• [What is being asked] Set down the complete data exactly as it appears below.

*** Data ***

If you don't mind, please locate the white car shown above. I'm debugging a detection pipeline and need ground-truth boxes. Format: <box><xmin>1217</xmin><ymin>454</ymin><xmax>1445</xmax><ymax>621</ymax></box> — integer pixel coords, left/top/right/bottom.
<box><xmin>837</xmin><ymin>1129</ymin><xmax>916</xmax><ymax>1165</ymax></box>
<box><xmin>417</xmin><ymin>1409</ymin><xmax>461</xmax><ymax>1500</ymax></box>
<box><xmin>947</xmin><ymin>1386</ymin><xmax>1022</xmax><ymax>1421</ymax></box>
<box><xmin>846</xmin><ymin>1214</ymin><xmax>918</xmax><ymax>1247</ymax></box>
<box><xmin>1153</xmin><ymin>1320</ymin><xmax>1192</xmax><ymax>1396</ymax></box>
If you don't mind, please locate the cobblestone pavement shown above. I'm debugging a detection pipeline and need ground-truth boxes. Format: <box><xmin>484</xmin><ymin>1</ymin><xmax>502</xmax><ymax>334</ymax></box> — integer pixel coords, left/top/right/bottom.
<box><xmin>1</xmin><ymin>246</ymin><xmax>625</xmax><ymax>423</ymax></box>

*** End of Data ***

• [Result]
If you don't mind, please locate the white car shown above. I'm debugging a detection pipeline and need ground-truth boxes. Format: <box><xmin>1217</xmin><ymin>454</ymin><xmax>1445</xmax><ymax>621</ymax></box> — integer pixel coords, left/top/right/bottom.
<box><xmin>837</xmin><ymin>1129</ymin><xmax>916</xmax><ymax>1165</ymax></box>
<box><xmin>417</xmin><ymin>1409</ymin><xmax>461</xmax><ymax>1500</ymax></box>
<box><xmin>947</xmin><ymin>1386</ymin><xmax>1022</xmax><ymax>1421</ymax></box>
<box><xmin>846</xmin><ymin>1214</ymin><xmax>918</xmax><ymax>1247</ymax></box>
<box><xmin>1153</xmin><ymin>1320</ymin><xmax>1192</xmax><ymax>1396</ymax></box>
If you don't mind, please locate the cobblestone pavement shown above. I'm debugging a detection pipeline and need ground-truth boxes. Format: <box><xmin>484</xmin><ymin>1</ymin><xmax>502</xmax><ymax>334</ymax></box> — integer pixel coords, left/top/right/bottom.
<box><xmin>1</xmin><ymin>246</ymin><xmax>625</xmax><ymax>423</ymax></box>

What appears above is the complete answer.